* _CHALLENGE_:
From the records below, copy each line that includes the string "metal", treating uppercase and lowercase letters as distinct.

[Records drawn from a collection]
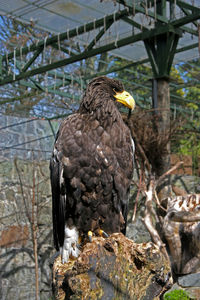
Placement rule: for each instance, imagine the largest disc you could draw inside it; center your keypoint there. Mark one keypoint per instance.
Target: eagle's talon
(103, 233)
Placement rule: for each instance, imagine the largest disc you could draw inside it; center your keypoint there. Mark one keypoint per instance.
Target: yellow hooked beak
(126, 99)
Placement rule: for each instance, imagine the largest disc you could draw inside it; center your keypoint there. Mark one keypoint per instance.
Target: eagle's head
(102, 89)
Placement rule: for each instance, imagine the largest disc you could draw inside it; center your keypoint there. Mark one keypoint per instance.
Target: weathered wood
(112, 268)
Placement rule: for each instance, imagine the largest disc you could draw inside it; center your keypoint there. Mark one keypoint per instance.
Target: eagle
(91, 168)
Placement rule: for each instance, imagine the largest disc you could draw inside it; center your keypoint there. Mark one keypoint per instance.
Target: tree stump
(112, 268)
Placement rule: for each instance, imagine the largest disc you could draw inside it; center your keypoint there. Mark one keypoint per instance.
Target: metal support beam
(67, 35)
(86, 54)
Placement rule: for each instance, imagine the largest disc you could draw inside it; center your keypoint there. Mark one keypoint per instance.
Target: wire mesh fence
(25, 208)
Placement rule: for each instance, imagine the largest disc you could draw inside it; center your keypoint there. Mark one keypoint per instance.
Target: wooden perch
(112, 268)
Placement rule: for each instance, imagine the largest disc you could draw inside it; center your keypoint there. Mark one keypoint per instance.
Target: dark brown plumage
(91, 167)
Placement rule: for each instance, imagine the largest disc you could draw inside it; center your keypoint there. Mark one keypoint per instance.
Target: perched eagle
(91, 168)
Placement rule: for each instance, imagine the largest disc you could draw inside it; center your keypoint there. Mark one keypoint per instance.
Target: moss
(176, 295)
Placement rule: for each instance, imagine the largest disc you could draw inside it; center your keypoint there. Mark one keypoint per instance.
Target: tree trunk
(112, 268)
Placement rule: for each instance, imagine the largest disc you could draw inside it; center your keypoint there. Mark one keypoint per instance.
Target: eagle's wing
(91, 170)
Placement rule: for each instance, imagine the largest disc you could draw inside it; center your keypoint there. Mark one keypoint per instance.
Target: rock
(112, 268)
(190, 284)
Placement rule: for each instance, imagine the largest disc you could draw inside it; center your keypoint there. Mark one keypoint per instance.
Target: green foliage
(176, 295)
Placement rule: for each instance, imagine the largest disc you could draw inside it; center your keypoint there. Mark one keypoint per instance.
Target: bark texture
(112, 268)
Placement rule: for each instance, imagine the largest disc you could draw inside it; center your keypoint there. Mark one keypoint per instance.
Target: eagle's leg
(70, 245)
(90, 234)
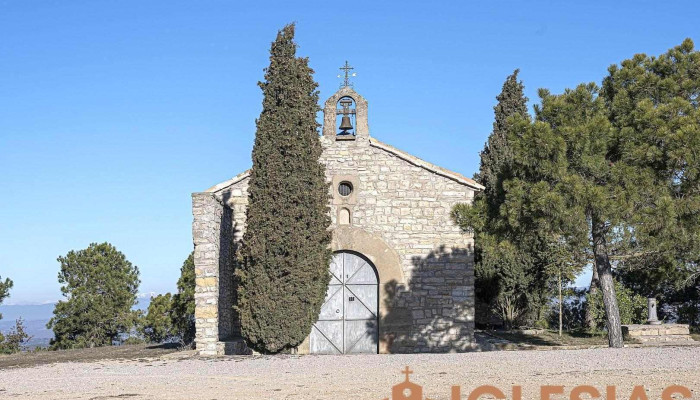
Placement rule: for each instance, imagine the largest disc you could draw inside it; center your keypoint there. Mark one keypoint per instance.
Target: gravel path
(356, 377)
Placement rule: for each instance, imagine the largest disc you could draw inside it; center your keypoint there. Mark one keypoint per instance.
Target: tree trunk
(561, 307)
(592, 290)
(607, 285)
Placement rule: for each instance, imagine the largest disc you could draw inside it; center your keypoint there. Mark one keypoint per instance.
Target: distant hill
(36, 316)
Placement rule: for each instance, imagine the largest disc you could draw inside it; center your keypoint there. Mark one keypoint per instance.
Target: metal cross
(407, 372)
(347, 68)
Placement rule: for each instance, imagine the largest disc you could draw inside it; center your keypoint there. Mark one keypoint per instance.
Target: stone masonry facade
(397, 215)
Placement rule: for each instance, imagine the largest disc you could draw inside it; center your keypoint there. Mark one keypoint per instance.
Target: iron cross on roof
(347, 68)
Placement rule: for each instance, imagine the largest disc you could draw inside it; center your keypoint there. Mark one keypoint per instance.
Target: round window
(345, 188)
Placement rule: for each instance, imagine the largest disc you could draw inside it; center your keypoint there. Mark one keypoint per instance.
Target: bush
(15, 340)
(633, 307)
(99, 285)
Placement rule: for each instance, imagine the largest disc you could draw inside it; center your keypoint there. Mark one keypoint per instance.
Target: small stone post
(653, 319)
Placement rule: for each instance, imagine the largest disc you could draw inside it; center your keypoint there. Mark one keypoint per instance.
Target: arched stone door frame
(387, 264)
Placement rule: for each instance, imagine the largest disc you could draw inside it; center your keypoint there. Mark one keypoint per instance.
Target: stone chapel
(402, 272)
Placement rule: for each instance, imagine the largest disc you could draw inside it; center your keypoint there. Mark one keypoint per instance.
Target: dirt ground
(183, 376)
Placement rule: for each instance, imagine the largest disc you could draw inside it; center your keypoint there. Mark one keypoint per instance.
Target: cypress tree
(283, 273)
(496, 158)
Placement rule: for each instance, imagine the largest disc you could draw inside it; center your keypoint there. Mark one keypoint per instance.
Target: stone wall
(399, 208)
(214, 293)
(395, 198)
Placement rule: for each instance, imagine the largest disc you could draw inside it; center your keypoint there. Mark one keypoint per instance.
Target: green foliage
(183, 303)
(13, 341)
(653, 108)
(171, 317)
(283, 273)
(156, 326)
(633, 307)
(100, 287)
(515, 253)
(573, 310)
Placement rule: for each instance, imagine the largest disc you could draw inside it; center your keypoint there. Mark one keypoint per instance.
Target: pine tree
(183, 302)
(100, 287)
(653, 107)
(284, 257)
(511, 267)
(157, 325)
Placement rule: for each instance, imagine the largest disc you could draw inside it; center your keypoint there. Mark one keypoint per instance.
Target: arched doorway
(348, 321)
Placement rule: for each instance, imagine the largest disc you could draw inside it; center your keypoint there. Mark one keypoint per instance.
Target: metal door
(347, 323)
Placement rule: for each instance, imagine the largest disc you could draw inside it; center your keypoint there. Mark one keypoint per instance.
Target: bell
(345, 123)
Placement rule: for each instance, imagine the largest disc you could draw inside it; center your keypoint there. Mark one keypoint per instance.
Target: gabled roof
(424, 164)
(459, 178)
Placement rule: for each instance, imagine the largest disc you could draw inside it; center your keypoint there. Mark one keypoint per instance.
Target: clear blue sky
(113, 112)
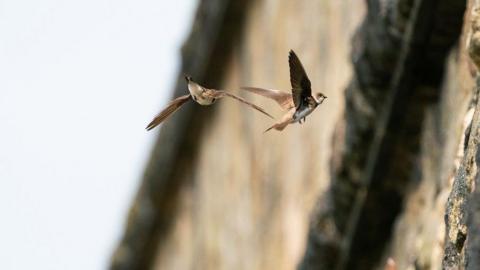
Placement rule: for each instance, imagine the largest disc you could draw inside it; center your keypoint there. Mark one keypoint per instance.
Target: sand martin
(300, 103)
(202, 96)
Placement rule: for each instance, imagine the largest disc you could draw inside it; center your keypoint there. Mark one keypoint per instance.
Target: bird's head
(319, 98)
(188, 78)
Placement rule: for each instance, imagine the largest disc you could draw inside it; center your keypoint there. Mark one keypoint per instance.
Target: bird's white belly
(303, 113)
(205, 101)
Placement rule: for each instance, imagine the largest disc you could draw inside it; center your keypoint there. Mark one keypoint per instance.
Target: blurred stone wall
(245, 197)
(250, 194)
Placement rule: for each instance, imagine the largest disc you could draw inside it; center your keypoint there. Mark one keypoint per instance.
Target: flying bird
(202, 96)
(300, 103)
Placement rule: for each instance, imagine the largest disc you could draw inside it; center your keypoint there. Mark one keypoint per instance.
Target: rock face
(384, 169)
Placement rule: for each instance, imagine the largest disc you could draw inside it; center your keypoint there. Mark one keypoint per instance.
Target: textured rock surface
(219, 194)
(251, 194)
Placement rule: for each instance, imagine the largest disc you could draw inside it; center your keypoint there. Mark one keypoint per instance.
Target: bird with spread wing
(300, 103)
(202, 96)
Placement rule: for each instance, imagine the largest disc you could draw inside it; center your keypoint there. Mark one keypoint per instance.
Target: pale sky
(79, 80)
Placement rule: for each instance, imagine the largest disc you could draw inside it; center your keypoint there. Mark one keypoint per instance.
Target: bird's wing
(171, 107)
(282, 98)
(301, 86)
(220, 93)
(280, 125)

* _CORRECT RESULT_:
Target: metal support beam
Target: metal cross
Target: metal door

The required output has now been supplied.